### What needs to be done:
Copy the listing from its start through the line that contains "[[[57,195],[123,127],[57,129]]]", renaming "rings" to "loops" and leaving everything else unchanged.

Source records
-------

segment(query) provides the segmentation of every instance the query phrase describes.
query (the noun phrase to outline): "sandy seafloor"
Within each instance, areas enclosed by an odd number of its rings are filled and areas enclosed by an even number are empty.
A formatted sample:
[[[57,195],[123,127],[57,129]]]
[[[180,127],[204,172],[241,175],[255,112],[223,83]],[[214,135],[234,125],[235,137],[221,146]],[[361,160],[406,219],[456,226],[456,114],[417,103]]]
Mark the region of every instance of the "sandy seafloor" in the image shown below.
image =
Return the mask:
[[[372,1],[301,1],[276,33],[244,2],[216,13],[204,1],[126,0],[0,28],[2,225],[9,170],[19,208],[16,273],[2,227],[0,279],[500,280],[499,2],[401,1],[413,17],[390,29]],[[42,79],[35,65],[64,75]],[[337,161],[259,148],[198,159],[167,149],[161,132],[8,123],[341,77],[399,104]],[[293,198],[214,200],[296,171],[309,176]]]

-------

### Solution to this problem:
segment(query) provides the segmentation of every instance the query phrase describes.
query (the noun phrase to outline): "sandy seafloor"
Within each instance, areas enclosed by an odd number of its loops are filled and areas enclosed by an even number are empty.
A formatted sample:
[[[57,195],[123,127],[57,129]]]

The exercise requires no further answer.